Le principal commanditaire des dernières réalisations en matière de robotique et d’informatisation est de très loin l’armée, notamment aux Etats-Unis, où des centres spéciaux ont été créés pour développer des programmes, des applications et du matériel spécifiques. De nombreux laboratoires de l’armée de terre, de la marine et de l’armée de l’air américaines, avec l’aide d’entrepreneurs et des principales institutions du pays, mettent la dernière main à des prototypes de modèles avancés – toute cette technologie étant destinée à servir les nouvelles guerres que Washington prévoit mener dans le futur.

Les progrès récents dans ce domaine sont révélateurs.

Le navire sans équipage Ghost Fleet Overlord a récemment parcouru avec succès 4700 milles nautiques (8700 km) et a participé à l’exercice Dawn Blitz, lors duquel il a fonctionné de manière autonome pendant presque toute la durée de l’opération.

Ceux qui s’inquiètent de la puissance croissante de la Chine proposent d’utiliser de tels systèmes pour toute future relation avec l’Armée populaire de libération (APL), en utilisant des drones suicide sous-marins pour attaquer les sous-marins chinois, par exemple. Les Etats-Unis parlent déjà des robots de combat sous-marins et de surface qui seraient en cours de développement par l’armée chinoise et que les Chinois appellent la «Grande Muraille sous-marine». C’est pourquoi ils proposent d’établir la parité avec les Chinois ou de les devancer d’une manière ou d’une autre.

Les efforts de la Chine dans ce domaine montrent que l’existence de ces nouveaux types d’armes ne donne aux Etats-Unis aucune garantie que ces systèmes ne seront pas mis en service par d’autres pays. Par exemple, l’apparition de drones de combat dans un certain nombre de pays a obligé les Etats-Unis à développer des méthodes et des stratégies pour contrer les drones.

En 1920 est parue la pièce de science-fiction
«Les robots universels de Rossum» de Karel
Čapek, dans laquelle les robots finissent par
détruire la race humaine.

Ainsi, en janvier 2021, le ministère américain de la Défense a publié une stratégie de lutte contre les petits systèmes d’avions sans pilote, car il s’inquiète de l’évolution de la nature de la guerre et de la concurrence croissante, deux éléments qui remettent en cause la supériorité américaine.

Le lieutenant général Michael Groen, directeur du Joint Artificial Intelligence Center du ministère américain de la Défense, parle de la nécessité d’accélérer la mise en œuvre des programmes d’intelligence artificielle à usage militaire. «Nous pourrions bientôt nous retrouver dans un espace de combat défini par des décisions fondées sur des données, des actions intégrées et une énorme rapidité. Si nous faisons les efforts nécessaires pour mettre en œuvre l’intelligence artificielle aujourd’hui, nous nous retrouverons à l’avenir à opérer avec une efficacité et une efficience sans précédent», a déclaré Groen.

Le Centre commun d’intelligence artificielle du Pentagone, créé en 2018, est aujourd’hui l’une des principales institutions militaires à développer des «logiciels intelligents» pour les futurs systèmes d’armes, de communication et de commandement.

L’intelligence artificielle est aujourd’hui le sujet le plus discuté dans la communauté de recherche de la défense américaine. C’est une ressource qui peut aider à atteindre certains objectifs, comme permettre à des drones de voler sans surveillance, de recueillir des renseignements et d’identifier des cibles grâce à une analyse rapide et complète.

________________

_Consignes:_
[A] D'après le texte, en quelle année a été créé le Centre commun d'intelligence artificielle du Pentagone ?
[B] Renommez « dark storm cloud » en « gray storm cloud » dans tous les enregistrements, sans rien modifier d'autre, puis recopiez-les sans les images, s'il vous plaît.

________________

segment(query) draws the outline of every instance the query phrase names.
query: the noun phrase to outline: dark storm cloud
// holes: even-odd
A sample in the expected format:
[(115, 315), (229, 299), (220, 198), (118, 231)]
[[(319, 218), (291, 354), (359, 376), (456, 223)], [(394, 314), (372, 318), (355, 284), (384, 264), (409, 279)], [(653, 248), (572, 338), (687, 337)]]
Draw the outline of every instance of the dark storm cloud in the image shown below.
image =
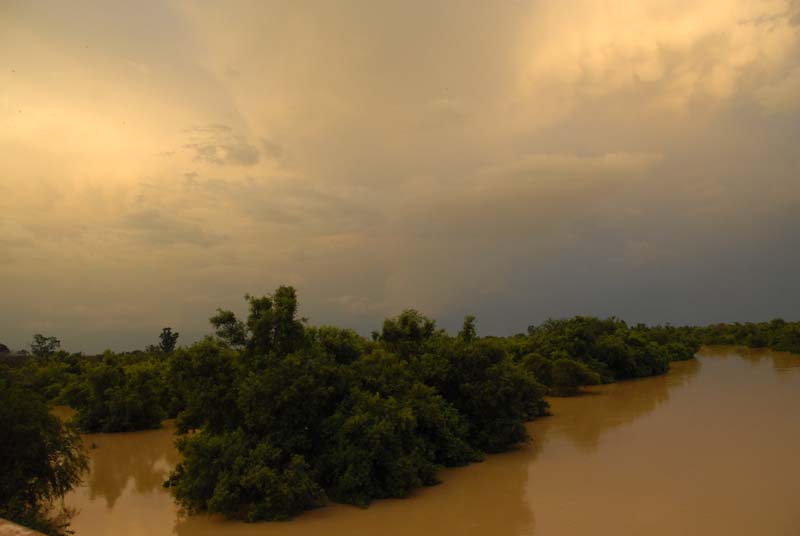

________________

_Corrigés:_
[A] En 2018.

[B]
segment(query) draws the outline of every instance the query phrase names.
query: the noun phrase to outline: gray storm cloud
// holes: even-odd
A sample in the expected format:
[(115, 315), (229, 299), (220, 198), (118, 231)]
[[(319, 218), (291, 354), (359, 376), (456, 223)], [(394, 314), (372, 318), (355, 284), (384, 264), (409, 279)], [(653, 248), (572, 338), (687, 337)]]
Draw the outline of every instance of the gray storm cloud in the image shown below.
image =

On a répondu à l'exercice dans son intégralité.